--- Records to use Enclosed Below ---

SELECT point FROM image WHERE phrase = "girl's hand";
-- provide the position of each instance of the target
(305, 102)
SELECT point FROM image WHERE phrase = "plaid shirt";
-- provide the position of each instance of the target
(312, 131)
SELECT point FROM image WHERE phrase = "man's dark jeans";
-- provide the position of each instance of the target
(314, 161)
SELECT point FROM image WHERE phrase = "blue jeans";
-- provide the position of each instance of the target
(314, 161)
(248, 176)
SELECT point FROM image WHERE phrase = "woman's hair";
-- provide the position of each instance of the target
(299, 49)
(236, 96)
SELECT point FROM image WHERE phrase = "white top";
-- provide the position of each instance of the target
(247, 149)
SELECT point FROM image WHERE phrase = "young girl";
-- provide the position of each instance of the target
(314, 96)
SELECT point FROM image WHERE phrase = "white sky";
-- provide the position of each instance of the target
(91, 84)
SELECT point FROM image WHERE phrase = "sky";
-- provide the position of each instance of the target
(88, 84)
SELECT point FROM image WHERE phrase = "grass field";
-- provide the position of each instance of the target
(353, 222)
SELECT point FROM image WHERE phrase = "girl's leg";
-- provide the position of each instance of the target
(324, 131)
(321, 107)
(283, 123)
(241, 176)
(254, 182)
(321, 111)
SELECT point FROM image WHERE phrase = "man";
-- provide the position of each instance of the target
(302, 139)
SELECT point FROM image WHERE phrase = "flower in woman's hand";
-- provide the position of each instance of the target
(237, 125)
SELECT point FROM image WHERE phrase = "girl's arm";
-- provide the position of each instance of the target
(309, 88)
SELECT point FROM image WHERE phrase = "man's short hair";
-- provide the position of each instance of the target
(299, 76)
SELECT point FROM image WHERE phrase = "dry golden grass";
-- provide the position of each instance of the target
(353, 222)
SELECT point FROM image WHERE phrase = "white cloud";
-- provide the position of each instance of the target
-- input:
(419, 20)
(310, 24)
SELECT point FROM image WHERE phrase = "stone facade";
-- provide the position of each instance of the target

--- End of Enclosed Records to use ---

◆ What to do ◆
Check every line of the data, and copy the ones that contain "girl".

◆ Task result ◆
SELECT point FROM image WHERE phrase = "girl's hand";
SELECT point FROM image WHERE phrase = "young girl";
SELECT point FROM image WHERE phrase = "girl's leg";
SELECT point FROM image WHERE phrase = "girl's arm";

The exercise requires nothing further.